_SOURCE EXTRACT_:
This is the first paper of a series of three, in which we report on numerical simulation studies of geometric and mechanical properties of static assemblies of spherical beads under an isotropic pressure. The influence of various assembling processes on packing microstructures is investigated. It is accurately checked that frictionless systems assemble in the unique random close packing (RCP) state in the low pressure limit if the compression process is fast enough, higher solid fractions corresponding to more ordered configurations with traces of crystallization. Specific properties directly related to isostaticity of the force-carrying structure in the rigid limit are discussed. With frictional grains, different preparation procedures result in quite different inner structures that cannot be classified by the sole density. If partly or completely lubricated they will assemble like frictionless ones, approaching the RCP solid fraction ΦRCP ≃ 0.639 with a high coordination number: z * ≃ 6 on the force-carrying backbone. If compressed with a realistic coefficient of friction µ = 0.3 packings stabilize in a loose state with Φ ≃ 0.593 and z * ≃ 4.5. And, more surprisingly, an idealized "vibration" procedure, which maintains an agitated, collisional régime up to high densities results in equally small values of z * while Φ is close to the maximum value ΦRCP. Low coordination packings have a large proportion (>10%) of rattlers -grains carrying no force -the effect of which should be accounted for on studying position correlations, and also contain a small proportion of localized "floppy modes" associated with divalent grains. Low pressure states of frictional packings retain a finite level of force indeterminacy even when assembled with the slowest compression rates simulated, except in the case when the friction coefficient tends to infinity. Different microstructures are characterized in terms of near neighbor correlations on various scales, and some comparisons with available laboratory data are reported, although values of contact coordination numbers apparently remain experimentally inaccessible.

_TASK SET_:
- 1) List every numerical value written in digits in the abstract on simulated bead packings, and state what each refers to.
- 2) Carry the abstract on simulated bead packings forward from its final sentence.
None of the material after this point is needed.

_PROVIDED MATERIAL_:
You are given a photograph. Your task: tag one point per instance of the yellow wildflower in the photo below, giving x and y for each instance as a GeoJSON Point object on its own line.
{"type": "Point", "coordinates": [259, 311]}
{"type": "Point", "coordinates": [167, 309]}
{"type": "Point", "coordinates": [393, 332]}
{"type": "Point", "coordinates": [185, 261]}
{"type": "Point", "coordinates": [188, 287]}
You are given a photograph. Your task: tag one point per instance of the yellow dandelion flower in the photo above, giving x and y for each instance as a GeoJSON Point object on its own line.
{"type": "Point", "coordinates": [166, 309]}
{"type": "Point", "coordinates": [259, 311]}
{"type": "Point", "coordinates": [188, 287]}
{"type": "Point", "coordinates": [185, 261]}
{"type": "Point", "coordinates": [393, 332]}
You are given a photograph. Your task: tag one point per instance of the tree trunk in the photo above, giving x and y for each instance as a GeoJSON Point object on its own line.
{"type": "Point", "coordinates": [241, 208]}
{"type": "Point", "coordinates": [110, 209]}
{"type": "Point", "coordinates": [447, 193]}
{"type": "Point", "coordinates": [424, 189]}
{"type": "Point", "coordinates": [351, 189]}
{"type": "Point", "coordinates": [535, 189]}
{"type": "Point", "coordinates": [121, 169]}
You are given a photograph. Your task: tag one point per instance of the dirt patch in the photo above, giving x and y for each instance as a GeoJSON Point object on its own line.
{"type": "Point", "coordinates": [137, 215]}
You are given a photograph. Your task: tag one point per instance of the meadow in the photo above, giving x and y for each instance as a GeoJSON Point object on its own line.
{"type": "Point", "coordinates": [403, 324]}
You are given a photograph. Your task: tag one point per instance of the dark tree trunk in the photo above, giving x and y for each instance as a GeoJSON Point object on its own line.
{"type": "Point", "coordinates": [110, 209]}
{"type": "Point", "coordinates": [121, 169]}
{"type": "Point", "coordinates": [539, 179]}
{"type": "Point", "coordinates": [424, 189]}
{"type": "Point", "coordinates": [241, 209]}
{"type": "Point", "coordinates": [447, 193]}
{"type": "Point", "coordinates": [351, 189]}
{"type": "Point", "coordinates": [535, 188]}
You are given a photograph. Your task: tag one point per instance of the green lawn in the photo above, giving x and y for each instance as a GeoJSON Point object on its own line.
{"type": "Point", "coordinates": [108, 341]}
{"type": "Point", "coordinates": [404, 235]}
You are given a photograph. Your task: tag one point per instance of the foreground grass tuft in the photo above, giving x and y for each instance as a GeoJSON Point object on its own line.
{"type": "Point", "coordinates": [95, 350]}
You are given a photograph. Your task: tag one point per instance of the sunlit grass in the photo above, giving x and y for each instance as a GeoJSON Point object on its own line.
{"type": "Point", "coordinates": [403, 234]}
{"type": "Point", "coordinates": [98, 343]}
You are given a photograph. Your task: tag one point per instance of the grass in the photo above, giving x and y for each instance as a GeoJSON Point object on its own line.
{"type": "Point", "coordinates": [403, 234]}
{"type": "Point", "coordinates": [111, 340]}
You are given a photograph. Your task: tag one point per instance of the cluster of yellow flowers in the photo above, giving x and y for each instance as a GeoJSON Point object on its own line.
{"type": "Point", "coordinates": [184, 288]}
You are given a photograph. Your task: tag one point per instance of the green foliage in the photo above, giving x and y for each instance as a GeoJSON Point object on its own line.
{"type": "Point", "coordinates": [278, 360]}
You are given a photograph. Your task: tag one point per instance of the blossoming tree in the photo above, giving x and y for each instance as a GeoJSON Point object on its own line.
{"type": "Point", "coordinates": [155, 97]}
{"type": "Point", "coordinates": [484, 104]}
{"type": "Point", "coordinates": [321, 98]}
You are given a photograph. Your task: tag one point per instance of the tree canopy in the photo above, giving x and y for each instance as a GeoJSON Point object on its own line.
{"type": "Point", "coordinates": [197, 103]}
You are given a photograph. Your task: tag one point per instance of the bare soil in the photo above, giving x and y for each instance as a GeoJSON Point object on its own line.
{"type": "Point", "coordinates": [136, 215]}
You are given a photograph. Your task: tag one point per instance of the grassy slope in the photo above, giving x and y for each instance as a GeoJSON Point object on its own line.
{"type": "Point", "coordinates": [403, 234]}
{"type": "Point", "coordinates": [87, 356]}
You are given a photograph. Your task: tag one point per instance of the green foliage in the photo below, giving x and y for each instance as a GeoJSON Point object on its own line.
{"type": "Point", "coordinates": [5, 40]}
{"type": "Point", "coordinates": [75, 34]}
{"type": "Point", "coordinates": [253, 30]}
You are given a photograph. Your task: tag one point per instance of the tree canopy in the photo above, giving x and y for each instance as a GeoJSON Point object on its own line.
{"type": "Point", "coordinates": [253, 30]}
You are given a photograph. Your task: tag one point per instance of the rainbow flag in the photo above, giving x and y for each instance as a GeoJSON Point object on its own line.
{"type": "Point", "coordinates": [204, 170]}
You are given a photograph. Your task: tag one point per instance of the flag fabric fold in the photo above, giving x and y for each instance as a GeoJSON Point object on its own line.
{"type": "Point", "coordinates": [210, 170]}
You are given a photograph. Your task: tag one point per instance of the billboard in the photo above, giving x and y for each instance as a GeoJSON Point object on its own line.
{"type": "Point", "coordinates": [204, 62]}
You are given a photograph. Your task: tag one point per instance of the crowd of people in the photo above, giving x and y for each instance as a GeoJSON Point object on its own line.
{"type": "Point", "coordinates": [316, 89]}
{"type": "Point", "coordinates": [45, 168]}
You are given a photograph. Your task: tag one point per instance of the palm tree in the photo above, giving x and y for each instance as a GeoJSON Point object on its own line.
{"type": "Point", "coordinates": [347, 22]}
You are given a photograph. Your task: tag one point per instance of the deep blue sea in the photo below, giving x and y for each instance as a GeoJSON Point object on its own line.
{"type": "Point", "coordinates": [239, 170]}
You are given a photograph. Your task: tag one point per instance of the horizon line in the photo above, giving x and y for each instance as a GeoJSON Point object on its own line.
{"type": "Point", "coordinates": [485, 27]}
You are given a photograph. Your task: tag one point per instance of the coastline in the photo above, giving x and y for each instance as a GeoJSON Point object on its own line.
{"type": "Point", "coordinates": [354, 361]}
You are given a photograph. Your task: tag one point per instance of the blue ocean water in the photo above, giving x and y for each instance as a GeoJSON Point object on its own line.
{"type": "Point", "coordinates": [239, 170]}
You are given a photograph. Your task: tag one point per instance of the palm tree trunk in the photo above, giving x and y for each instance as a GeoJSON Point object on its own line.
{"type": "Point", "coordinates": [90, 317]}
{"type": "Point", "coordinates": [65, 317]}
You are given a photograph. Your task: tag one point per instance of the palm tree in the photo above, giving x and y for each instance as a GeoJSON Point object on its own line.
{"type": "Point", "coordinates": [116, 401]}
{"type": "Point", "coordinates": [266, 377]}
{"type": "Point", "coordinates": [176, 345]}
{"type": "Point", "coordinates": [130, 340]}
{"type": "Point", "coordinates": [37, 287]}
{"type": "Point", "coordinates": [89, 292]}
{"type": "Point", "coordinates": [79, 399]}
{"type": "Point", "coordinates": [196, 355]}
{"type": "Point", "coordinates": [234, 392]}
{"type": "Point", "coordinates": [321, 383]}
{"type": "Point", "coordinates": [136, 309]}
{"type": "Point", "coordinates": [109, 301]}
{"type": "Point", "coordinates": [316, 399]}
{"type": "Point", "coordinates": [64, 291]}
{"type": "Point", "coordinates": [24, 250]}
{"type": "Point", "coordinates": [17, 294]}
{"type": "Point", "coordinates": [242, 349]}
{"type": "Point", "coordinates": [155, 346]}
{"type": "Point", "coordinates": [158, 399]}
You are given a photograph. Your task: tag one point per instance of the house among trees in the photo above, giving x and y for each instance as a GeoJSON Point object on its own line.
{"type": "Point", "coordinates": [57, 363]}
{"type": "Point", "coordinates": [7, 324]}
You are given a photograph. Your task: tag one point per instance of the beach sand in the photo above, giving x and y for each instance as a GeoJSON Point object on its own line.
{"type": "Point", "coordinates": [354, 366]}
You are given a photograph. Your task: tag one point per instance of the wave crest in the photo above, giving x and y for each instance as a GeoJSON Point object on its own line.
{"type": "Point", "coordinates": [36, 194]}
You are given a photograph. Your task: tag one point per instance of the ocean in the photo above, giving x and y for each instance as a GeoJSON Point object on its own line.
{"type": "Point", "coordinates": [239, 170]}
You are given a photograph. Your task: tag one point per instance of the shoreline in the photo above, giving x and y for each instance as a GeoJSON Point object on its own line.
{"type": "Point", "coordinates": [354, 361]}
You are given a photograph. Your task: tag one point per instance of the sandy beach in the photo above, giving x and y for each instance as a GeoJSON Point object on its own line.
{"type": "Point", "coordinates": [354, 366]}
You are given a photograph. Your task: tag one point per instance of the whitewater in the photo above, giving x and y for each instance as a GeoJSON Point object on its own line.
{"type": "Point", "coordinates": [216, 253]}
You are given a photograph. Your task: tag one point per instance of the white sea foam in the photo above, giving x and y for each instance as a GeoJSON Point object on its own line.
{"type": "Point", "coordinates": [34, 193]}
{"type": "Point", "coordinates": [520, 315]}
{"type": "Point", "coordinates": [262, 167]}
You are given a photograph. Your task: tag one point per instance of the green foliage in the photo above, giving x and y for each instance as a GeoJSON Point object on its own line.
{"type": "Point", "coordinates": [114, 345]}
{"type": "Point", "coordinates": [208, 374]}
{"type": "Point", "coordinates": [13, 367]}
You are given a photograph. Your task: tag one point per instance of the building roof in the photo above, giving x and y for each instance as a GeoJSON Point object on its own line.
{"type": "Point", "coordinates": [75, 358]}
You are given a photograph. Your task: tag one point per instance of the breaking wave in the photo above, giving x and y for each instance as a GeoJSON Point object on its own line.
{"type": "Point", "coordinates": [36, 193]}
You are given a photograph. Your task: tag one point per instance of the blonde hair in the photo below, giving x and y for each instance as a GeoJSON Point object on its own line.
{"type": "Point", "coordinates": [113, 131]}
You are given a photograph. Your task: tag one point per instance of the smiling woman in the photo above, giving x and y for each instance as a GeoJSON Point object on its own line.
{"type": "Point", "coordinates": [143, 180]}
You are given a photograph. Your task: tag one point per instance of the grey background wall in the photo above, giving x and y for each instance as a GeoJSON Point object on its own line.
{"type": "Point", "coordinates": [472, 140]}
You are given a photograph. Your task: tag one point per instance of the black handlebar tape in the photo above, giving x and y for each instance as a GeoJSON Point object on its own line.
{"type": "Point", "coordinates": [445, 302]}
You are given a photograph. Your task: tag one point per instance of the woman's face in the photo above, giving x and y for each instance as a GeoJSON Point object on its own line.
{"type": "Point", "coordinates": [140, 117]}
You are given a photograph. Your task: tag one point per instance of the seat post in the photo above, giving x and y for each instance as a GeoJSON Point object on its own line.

_ANSWERS TO THE TASKS_:
- 1)
- 0.639: the random close packing solid fraction ΦRCP
- 6: the coordination number z* on the force-carrying backbone of partly or completely lubricated packings
- 0.3: the realistic coefficient of friction µ used in compression
- 0.593: the solid fraction Φ of the loose state reached with µ = 0.3
- 4.5: the coordination number z* of that loose state
- 10%: the proportion of rattlers, given as greater than 10%, in low coordination packings

- 2)
In this third and final paper of a series, elastic properties of numerically simulated isotropic packings of spherical beads assembled by different procedures, as described in the first companion paper, and then subjected to a varying confining pressure, as reported in the second companion paper, are investigated. In addition to the pressure, which determines the stiffness of contacts because of Hertz's law, elastic moduli are chiefly sensitive to the coordination number z , which should not be regarded as a function of the packing density. Comparisons of numerical and experimental results for glass beads in the 10 kPa-10 MPa pressure range reveal similar differences between dry samples prepared in a dense state by vibrations and lubricated packings, so that the greater stiffness of the latter, in spite of their lower density, can be attributed to a larger coordination number. Effective medium type approaches, or Voigt and Reuss bounds, provide good estimates of bulk modulus B , which can be accurately bracketed, but badly fail for shear modulus G , especially in low z configurations under low pressure. This is due to the different response of tenuous, fragile networks to changes in load direction, as compared to load intensity. In poorly coordinated packings, the shear modulus, normalized by the average contact stiffness, tends to vary proportionally to the degree of force indeterminacy per unit volume, even though this quantity does not vanish in the rigid limit. The elastic range extends to small strain intervals and compares well with experimental observations on sands. The origins of nonelastic response are discussed. We conclude that elastic moduli provide access to mechanically important information about coordination numbers, which escape direct measurement techniques, and indicate further perspectives.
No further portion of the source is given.